Data for this task
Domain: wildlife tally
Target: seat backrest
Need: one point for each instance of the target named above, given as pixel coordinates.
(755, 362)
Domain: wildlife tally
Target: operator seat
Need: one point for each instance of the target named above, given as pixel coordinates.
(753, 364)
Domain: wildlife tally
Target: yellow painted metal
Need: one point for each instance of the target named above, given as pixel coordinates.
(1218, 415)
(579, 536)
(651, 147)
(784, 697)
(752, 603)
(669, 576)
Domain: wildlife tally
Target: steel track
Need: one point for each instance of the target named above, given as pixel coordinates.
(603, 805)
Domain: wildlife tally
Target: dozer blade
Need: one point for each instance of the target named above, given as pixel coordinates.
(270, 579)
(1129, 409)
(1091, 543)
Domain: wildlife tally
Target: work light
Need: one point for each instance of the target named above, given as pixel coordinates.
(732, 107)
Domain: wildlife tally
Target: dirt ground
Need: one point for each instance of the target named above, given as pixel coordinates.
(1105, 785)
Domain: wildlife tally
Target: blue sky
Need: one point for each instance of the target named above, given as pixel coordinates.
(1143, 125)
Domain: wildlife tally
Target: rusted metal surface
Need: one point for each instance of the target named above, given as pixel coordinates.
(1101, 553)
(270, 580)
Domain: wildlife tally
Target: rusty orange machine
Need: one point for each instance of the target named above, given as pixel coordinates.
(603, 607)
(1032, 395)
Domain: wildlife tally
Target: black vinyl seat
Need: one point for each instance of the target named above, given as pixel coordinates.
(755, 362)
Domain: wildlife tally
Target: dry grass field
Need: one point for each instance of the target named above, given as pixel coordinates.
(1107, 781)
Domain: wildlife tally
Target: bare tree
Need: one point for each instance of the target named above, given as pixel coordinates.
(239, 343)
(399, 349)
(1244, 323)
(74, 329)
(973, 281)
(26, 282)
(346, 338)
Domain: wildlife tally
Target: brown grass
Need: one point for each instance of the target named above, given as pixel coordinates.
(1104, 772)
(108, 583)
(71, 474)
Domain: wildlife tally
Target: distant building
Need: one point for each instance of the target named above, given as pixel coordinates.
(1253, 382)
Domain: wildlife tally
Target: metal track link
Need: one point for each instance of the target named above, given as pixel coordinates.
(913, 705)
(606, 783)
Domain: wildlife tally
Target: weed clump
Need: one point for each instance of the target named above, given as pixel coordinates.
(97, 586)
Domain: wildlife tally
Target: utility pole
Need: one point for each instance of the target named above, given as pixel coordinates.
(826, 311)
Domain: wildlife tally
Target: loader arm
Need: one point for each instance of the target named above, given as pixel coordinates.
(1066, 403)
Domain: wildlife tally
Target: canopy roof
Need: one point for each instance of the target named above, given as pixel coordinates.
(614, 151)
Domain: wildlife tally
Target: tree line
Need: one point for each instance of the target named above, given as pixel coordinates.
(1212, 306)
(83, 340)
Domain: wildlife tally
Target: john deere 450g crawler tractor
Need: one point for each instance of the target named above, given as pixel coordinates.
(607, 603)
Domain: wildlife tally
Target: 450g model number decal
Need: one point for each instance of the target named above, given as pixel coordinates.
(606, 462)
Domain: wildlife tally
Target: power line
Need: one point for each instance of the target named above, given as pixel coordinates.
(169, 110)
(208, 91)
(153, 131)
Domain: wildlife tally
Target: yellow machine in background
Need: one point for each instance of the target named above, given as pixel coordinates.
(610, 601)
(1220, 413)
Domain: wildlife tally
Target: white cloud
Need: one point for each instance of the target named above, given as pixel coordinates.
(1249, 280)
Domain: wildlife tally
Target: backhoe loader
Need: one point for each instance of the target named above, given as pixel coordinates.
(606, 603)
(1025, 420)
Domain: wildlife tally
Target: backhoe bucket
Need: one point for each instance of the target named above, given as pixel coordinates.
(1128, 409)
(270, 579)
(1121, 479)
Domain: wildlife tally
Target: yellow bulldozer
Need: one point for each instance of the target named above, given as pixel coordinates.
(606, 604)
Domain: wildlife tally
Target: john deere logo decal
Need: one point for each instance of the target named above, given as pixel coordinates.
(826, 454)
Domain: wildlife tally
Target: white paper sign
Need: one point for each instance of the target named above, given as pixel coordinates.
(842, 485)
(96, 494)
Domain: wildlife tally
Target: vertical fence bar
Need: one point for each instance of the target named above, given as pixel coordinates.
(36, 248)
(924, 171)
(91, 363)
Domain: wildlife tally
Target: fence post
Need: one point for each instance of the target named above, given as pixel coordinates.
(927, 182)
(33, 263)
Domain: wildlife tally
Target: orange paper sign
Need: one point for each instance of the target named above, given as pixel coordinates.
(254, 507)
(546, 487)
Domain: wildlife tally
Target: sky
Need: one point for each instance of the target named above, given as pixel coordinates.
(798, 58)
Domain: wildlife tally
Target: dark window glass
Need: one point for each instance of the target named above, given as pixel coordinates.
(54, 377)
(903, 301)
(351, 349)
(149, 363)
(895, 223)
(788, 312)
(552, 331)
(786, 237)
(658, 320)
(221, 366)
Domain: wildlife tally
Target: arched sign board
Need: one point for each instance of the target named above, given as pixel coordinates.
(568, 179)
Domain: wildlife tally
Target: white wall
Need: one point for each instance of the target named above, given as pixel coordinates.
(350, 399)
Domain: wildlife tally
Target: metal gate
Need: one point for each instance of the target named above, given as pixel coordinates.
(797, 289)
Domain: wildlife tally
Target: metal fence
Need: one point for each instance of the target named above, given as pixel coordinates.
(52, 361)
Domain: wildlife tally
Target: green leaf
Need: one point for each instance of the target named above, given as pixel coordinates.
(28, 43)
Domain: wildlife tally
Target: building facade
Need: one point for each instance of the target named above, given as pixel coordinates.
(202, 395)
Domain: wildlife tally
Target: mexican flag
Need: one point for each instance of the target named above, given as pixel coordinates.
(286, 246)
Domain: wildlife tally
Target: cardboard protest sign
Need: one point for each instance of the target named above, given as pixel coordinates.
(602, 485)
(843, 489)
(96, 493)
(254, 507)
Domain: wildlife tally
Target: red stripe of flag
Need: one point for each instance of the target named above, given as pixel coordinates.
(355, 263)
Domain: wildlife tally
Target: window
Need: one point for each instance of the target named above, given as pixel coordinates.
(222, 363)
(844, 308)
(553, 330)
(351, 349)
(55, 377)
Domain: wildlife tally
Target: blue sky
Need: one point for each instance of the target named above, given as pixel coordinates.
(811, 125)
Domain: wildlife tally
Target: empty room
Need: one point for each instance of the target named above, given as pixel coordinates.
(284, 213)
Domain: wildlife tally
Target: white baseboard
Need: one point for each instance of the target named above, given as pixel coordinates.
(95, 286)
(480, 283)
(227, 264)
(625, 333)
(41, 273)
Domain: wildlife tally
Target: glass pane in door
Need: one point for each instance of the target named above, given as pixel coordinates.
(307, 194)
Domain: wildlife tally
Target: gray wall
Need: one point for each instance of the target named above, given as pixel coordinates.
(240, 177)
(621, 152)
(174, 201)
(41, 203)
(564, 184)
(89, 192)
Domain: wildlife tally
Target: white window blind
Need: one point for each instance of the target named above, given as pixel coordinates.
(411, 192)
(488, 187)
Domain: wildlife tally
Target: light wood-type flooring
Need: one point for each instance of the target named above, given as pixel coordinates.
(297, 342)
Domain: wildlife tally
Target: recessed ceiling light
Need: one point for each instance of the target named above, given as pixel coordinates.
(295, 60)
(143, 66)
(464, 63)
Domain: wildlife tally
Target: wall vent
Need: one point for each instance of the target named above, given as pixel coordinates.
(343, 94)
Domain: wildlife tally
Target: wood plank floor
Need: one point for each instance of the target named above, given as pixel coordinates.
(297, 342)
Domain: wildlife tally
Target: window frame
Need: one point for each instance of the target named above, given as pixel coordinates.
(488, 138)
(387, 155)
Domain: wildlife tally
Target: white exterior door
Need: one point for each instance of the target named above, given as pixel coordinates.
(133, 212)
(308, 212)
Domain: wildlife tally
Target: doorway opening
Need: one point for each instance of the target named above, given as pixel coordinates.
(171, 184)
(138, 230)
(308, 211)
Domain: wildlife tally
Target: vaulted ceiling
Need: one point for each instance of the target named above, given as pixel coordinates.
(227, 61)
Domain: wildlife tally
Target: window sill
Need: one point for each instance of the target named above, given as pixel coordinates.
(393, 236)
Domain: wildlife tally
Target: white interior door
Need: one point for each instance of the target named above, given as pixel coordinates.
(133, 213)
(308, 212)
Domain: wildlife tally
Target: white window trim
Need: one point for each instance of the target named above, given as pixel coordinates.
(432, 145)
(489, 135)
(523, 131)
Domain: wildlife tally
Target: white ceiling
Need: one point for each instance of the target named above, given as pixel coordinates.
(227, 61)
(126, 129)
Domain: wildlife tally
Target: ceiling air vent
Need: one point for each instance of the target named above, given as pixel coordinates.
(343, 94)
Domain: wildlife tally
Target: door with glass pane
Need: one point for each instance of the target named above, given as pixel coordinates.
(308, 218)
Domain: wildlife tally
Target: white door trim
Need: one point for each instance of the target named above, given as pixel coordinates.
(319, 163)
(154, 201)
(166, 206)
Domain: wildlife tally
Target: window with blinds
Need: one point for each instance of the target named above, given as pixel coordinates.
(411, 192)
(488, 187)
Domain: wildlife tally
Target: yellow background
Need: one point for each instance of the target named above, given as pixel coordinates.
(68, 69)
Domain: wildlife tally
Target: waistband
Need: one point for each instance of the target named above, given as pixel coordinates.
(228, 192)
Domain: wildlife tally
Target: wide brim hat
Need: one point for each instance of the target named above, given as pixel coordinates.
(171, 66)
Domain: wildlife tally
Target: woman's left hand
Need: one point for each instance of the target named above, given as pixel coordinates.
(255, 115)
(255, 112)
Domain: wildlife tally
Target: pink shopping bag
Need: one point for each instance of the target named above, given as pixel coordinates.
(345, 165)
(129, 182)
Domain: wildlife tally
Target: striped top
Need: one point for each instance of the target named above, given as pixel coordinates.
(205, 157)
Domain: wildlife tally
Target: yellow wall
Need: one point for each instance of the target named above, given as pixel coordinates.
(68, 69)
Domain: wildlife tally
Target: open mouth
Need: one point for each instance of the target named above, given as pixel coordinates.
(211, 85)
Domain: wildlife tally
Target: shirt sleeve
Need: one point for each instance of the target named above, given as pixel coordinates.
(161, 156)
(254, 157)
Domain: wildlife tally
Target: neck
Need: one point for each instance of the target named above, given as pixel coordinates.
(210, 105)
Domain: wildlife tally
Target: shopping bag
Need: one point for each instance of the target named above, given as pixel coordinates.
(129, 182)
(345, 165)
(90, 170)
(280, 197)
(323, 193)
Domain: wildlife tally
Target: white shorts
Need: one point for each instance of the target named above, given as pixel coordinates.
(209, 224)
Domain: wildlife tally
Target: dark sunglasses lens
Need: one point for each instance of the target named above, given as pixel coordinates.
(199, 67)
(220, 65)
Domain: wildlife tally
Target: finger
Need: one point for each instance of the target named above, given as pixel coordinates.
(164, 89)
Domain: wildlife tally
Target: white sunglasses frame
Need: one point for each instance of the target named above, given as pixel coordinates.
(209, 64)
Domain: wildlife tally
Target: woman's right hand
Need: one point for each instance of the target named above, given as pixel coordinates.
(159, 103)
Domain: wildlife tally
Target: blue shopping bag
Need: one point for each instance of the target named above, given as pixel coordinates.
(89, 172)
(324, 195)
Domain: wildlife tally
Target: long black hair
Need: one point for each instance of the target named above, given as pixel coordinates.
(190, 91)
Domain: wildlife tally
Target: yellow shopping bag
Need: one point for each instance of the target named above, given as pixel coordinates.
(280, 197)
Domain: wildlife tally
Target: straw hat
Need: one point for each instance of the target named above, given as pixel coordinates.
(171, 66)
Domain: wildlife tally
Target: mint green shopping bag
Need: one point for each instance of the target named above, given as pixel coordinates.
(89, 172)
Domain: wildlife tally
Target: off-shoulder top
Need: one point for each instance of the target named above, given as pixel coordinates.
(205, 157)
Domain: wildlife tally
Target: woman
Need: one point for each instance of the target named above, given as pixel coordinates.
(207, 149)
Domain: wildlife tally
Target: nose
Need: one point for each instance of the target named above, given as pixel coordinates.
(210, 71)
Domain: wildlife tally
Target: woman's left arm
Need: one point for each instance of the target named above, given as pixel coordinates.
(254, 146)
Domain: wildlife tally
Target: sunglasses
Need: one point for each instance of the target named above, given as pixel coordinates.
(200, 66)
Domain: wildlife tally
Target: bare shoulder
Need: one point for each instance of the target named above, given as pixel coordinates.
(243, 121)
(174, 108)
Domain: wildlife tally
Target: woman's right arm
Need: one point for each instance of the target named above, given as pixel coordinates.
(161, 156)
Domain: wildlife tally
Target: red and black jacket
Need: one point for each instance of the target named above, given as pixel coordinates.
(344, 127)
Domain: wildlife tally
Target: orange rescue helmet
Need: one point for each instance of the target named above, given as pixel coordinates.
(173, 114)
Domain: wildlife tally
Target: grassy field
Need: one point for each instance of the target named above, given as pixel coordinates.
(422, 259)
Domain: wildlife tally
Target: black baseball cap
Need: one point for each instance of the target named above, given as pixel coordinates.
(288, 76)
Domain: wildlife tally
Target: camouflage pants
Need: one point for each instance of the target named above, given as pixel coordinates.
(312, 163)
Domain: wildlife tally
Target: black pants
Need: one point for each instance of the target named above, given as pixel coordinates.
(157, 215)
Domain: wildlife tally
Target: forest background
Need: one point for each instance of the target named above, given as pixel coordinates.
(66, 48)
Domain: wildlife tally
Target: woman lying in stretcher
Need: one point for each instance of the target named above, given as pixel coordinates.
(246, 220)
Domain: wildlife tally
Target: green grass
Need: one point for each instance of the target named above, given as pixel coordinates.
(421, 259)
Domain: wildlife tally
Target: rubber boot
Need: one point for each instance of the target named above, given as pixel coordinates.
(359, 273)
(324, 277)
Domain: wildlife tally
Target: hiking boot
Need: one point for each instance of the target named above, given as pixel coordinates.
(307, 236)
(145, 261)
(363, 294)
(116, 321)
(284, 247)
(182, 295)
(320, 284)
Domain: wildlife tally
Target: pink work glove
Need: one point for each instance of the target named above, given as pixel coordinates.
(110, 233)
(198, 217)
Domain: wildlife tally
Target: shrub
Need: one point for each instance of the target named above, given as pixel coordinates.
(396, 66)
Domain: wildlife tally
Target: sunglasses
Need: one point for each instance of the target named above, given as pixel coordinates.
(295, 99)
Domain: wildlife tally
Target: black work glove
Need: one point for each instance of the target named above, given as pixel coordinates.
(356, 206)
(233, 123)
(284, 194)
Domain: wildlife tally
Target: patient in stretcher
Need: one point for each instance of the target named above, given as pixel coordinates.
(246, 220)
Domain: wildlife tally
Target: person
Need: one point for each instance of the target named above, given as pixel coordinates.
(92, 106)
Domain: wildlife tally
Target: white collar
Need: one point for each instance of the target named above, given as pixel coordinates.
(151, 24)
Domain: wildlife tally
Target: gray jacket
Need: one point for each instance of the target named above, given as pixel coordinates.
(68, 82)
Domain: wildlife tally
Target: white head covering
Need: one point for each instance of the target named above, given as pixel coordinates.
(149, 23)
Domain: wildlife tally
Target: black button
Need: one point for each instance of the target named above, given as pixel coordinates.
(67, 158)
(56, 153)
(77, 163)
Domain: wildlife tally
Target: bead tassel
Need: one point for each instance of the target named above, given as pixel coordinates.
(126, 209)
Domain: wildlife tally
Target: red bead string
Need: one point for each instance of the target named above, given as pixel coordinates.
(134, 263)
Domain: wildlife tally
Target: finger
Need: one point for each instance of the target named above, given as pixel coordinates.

Aim of the task
Extract every line of the rows above that contains the word "building", matching case exactly.

Solution to the problem
Target: distant building
Target: building facade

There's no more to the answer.